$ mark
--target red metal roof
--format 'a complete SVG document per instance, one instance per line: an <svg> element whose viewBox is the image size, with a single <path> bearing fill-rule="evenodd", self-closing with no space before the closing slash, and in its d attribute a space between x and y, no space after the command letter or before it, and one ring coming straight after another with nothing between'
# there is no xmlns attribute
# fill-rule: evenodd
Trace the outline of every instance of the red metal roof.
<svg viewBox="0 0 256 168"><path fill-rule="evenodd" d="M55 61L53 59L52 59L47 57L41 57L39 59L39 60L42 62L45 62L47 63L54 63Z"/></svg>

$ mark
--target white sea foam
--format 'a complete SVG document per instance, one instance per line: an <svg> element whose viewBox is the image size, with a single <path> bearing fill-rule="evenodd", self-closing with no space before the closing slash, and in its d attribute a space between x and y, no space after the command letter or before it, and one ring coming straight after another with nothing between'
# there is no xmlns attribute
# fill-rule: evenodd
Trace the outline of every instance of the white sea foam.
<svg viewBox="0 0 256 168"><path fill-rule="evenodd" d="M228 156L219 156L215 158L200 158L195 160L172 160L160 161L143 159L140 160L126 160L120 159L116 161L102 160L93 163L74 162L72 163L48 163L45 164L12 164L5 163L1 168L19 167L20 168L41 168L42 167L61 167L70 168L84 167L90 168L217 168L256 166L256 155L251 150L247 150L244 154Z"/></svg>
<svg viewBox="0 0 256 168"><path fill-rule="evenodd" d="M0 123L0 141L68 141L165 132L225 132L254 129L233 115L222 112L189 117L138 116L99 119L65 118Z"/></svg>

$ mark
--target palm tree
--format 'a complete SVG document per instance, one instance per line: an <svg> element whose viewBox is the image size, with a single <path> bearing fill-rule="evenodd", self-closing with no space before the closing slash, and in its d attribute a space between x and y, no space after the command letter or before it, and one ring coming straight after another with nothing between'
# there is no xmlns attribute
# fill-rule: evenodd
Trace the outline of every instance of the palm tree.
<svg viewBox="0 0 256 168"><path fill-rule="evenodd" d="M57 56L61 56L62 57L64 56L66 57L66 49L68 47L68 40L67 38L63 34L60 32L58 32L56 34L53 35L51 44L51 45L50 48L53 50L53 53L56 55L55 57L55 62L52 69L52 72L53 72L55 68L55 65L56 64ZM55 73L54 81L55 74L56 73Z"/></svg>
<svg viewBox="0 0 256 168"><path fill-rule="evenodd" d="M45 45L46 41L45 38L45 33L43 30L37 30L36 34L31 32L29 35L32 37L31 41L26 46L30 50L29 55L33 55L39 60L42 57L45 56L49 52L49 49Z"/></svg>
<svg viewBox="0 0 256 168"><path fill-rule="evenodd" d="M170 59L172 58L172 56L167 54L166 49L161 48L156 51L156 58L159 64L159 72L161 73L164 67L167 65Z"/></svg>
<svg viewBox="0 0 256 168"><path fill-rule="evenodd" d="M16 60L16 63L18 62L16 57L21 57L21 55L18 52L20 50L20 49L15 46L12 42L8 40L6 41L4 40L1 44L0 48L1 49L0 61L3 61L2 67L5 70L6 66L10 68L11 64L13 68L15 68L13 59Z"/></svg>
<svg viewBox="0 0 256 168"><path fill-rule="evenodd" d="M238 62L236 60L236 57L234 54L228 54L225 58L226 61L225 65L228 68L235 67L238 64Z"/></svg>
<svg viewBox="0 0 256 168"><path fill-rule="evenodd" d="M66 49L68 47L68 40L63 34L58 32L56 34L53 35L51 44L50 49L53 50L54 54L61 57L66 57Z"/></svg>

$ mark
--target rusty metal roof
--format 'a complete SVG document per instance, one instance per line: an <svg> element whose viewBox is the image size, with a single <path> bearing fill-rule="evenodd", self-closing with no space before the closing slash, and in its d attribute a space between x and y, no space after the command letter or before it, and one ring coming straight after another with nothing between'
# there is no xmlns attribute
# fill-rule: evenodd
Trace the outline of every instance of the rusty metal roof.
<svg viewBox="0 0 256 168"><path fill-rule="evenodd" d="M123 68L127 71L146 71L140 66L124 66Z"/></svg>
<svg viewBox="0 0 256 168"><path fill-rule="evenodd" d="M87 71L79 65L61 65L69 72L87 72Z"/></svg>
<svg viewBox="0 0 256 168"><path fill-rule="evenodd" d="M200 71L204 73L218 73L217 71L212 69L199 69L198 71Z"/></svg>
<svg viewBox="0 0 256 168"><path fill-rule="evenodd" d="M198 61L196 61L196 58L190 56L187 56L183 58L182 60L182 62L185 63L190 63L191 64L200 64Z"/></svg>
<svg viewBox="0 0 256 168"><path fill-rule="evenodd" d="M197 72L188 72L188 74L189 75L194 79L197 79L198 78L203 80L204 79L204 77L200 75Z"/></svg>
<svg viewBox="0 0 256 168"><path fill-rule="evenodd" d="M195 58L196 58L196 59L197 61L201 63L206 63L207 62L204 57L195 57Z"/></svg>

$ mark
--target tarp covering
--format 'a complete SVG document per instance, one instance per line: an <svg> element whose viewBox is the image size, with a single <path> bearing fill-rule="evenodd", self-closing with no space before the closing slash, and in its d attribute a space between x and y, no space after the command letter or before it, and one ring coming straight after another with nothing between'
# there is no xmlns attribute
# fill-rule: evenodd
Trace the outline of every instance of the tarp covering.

::::::::::

- _Exercise details_: Please give back the listing above unchanged, from its first line through the line containing "61L53 59L52 59L47", both ends included.

- _Expected answer_:
$ mark
--target red metal roof
--format 'a complete SVG document per instance, one instance per line: an <svg> element whose viewBox is the image size, with a single <path> bearing fill-rule="evenodd", self-closing with no space before the closing slash, and in its d attribute a space between x and y, no space after the command letter or before it, and one ring coming straight after another with nothing between'
# there is no xmlns attribute
# fill-rule: evenodd
Trace the outline of every instance of the red metal roof.
<svg viewBox="0 0 256 168"><path fill-rule="evenodd" d="M55 61L53 59L52 59L47 57L41 57L39 59L39 60L42 62L45 62L47 63L54 63Z"/></svg>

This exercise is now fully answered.